▶ **What you are asked to do**:
Starting at the line that has "of the barbed" and stopping after the line that has "pixel 223 247", repeat those lines with "wire fence" swapped for "chain-link fence" and everything else left unchanged.

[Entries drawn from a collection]
————————

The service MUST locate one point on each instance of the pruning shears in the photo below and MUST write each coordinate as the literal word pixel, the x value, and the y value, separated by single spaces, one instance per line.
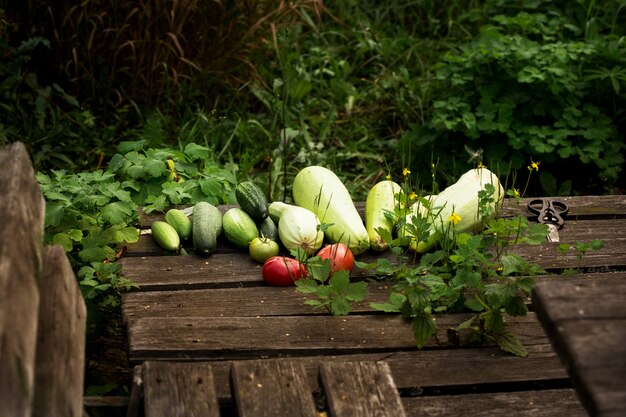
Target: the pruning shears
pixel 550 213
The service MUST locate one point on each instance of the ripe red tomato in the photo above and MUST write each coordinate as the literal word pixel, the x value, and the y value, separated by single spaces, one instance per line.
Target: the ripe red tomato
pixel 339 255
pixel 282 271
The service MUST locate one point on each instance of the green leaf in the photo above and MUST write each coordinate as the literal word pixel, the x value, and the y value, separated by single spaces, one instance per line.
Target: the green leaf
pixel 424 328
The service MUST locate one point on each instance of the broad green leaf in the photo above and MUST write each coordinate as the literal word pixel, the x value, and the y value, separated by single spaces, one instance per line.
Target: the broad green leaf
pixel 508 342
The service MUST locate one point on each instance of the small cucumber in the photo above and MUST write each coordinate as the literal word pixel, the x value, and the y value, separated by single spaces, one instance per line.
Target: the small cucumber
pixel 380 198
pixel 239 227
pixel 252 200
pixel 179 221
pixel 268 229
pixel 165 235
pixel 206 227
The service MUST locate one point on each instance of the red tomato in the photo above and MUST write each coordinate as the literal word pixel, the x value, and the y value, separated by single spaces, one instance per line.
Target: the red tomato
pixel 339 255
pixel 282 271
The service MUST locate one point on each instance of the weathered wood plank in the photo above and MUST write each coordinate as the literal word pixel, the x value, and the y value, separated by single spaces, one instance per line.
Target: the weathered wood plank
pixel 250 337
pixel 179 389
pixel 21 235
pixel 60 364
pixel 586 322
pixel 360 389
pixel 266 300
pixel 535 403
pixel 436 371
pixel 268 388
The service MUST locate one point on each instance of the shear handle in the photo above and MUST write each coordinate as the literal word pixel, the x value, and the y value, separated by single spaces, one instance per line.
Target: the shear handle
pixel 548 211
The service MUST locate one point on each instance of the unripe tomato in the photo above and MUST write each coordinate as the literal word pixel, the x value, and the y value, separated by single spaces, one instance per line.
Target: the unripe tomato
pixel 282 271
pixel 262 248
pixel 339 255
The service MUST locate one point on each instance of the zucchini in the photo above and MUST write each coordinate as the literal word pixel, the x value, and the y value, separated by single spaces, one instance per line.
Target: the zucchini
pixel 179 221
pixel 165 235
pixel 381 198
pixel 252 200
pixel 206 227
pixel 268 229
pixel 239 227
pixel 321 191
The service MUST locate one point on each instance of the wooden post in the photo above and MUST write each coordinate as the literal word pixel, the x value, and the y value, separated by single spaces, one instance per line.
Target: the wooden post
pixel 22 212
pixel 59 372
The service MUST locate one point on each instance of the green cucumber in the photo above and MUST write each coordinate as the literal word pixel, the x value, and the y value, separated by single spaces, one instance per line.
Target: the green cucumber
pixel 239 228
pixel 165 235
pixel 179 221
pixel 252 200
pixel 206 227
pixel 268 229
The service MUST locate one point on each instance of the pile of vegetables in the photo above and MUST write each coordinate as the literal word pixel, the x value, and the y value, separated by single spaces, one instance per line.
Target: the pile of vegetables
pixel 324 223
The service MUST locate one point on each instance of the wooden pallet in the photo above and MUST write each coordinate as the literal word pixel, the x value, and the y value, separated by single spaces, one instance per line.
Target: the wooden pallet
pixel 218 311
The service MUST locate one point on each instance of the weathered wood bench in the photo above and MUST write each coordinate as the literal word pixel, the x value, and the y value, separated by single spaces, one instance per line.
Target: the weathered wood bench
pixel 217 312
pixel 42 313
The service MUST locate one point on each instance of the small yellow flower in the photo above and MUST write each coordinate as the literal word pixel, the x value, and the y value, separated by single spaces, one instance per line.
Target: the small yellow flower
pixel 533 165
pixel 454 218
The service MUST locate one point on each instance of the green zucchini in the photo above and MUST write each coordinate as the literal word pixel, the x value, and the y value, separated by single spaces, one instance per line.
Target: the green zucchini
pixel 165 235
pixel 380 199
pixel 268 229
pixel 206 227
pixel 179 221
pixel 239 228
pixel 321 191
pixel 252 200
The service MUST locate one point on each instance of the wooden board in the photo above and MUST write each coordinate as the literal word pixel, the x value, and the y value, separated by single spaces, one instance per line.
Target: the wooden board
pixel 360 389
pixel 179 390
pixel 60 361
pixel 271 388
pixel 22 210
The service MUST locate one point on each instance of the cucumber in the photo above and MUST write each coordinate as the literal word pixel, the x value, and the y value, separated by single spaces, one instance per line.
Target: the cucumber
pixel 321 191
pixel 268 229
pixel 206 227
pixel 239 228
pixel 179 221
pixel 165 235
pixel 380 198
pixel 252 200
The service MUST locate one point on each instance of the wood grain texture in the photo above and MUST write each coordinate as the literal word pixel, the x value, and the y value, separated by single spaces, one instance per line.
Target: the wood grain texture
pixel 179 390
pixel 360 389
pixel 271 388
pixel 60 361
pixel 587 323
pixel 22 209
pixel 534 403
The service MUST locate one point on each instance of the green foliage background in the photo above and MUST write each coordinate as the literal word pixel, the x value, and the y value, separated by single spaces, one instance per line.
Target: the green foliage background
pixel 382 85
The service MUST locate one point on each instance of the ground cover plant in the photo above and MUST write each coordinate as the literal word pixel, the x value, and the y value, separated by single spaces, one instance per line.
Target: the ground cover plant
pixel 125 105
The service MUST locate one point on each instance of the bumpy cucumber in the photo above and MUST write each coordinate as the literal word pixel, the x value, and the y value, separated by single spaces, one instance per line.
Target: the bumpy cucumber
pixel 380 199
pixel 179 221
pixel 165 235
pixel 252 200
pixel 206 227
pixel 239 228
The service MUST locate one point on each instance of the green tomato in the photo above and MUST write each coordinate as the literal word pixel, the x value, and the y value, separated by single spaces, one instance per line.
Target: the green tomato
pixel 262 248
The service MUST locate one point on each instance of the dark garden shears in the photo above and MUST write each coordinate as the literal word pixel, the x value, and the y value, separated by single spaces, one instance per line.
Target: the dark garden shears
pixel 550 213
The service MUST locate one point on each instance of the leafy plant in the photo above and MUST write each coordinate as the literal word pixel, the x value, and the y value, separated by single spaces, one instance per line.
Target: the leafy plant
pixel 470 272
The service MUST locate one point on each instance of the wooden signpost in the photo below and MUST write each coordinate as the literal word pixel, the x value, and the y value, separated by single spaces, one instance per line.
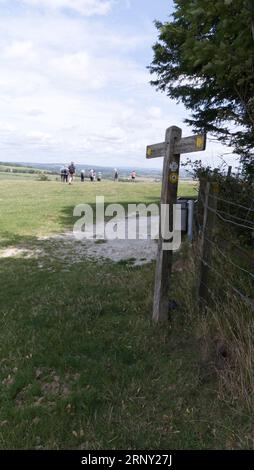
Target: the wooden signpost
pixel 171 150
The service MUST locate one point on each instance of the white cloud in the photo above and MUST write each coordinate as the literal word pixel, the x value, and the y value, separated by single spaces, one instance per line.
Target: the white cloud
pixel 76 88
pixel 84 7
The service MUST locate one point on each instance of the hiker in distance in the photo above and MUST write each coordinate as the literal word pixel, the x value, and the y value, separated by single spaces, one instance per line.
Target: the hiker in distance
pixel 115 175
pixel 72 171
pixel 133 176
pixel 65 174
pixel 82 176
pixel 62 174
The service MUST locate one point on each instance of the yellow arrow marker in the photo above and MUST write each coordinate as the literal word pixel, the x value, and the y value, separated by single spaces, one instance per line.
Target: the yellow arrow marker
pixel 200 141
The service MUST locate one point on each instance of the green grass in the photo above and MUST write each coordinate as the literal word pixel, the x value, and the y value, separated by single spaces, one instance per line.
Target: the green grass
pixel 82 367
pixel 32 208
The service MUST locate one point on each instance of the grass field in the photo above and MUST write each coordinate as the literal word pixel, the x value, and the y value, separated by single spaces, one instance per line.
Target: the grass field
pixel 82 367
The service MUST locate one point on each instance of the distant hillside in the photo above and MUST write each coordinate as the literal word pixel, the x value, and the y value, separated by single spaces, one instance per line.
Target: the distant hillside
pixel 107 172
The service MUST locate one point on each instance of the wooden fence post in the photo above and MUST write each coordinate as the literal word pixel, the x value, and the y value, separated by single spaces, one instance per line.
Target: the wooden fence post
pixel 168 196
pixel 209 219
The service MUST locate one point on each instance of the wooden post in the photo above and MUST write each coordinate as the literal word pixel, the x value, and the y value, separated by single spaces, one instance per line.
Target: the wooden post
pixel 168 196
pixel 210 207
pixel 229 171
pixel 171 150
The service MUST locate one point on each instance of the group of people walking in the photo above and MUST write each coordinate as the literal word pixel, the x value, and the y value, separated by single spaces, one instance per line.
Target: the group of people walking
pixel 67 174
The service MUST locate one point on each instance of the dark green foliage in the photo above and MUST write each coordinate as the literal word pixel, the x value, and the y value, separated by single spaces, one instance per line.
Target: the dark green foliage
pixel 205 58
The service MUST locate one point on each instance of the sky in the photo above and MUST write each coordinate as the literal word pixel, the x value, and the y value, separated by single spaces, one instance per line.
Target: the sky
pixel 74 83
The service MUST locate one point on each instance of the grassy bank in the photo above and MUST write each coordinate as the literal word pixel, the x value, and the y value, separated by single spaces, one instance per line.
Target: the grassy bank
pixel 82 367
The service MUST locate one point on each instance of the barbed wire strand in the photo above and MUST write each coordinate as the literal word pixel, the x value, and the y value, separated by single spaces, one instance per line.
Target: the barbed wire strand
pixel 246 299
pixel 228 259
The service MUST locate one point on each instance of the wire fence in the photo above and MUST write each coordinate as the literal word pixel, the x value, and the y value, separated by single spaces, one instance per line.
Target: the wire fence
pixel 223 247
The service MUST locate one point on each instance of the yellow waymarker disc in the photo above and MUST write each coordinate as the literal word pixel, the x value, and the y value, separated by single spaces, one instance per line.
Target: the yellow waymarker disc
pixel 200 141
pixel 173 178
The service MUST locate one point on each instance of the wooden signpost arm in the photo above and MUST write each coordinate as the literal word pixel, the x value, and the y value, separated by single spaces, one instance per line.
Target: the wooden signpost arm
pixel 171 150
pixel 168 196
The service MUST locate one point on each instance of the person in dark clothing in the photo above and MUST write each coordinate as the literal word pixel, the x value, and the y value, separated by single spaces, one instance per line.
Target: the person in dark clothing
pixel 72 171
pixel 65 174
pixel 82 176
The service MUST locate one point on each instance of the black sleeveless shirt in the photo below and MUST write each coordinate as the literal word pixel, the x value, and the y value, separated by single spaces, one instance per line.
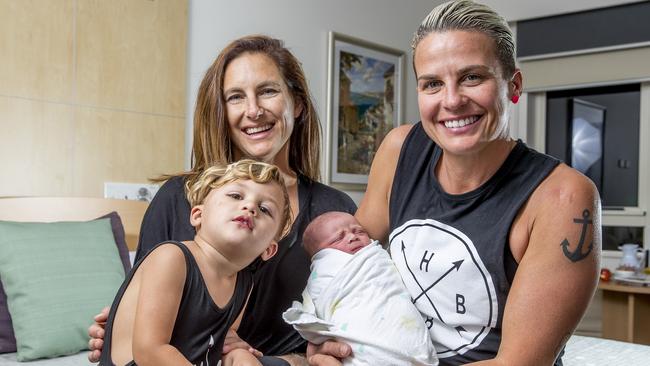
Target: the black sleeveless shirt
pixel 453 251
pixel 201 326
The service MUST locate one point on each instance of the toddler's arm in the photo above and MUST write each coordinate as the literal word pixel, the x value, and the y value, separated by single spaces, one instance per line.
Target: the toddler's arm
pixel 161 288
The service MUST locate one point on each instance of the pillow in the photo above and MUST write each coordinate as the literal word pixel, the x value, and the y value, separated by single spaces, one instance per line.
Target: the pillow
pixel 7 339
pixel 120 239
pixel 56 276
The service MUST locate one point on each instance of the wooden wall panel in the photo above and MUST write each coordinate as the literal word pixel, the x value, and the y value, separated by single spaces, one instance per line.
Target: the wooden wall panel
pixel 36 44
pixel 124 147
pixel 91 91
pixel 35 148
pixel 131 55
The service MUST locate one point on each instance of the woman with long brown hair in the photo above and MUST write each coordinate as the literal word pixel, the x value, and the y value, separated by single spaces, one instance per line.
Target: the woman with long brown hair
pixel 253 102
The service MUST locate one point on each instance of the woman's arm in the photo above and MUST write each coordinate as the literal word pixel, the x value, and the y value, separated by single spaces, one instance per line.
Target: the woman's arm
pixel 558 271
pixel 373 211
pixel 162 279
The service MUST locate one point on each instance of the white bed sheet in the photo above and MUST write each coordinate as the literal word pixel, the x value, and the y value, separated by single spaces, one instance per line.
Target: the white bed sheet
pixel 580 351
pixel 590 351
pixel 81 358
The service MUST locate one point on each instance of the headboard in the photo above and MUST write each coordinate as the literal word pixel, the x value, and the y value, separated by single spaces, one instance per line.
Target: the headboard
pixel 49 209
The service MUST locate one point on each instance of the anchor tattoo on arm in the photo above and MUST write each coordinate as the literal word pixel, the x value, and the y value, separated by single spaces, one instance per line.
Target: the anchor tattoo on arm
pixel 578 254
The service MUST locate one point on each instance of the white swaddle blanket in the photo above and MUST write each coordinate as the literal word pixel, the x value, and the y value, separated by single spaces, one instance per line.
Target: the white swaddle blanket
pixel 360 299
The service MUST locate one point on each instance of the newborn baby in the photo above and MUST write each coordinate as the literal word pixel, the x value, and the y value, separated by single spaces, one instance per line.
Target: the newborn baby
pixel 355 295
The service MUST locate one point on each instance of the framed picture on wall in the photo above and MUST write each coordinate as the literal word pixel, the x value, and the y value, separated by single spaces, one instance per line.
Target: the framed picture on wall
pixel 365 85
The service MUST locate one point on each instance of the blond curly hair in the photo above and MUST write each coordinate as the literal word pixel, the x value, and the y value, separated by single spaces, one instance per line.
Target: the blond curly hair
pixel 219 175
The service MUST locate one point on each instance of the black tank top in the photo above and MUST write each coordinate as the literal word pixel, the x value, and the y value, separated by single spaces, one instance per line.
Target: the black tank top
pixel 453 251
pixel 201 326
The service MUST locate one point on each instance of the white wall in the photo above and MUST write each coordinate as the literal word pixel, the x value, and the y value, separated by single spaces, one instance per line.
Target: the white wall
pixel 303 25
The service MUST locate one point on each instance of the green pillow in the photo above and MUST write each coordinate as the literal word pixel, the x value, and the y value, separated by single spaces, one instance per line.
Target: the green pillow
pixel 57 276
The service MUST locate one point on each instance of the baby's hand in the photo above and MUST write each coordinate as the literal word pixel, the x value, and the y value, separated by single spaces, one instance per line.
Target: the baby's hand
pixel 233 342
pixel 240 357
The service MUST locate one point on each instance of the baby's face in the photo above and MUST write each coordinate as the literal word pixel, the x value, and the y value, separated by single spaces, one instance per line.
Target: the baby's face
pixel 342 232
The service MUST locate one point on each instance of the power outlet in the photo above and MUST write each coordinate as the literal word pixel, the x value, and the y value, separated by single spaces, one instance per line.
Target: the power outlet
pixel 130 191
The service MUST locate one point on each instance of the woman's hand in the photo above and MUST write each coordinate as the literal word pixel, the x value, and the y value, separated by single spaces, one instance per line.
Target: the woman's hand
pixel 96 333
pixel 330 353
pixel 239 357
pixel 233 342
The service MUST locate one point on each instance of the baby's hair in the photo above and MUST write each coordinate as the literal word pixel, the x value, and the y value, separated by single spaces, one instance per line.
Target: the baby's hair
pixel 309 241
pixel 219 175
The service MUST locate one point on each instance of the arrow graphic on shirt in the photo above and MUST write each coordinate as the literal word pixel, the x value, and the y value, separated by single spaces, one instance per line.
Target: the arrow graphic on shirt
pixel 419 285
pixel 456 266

————————

▶ **Correct response**:
The service MUST locate one point on each instance of the barbed wire strand in the photo above and MUST write each coordinate as the literal word pixel, the x value, and the y value, separated by single spaces, one instance per line.
Target: the barbed wire strand
pixel 246 299
pixel 228 259
The service MUST locate one point on each instance of the chain-link fence in the photo above and MUST write each coordinate as the literal word pixel, the x value, and the y value, separated by single spaces, one instance per line.
Target: the chain-link fence
pixel 223 247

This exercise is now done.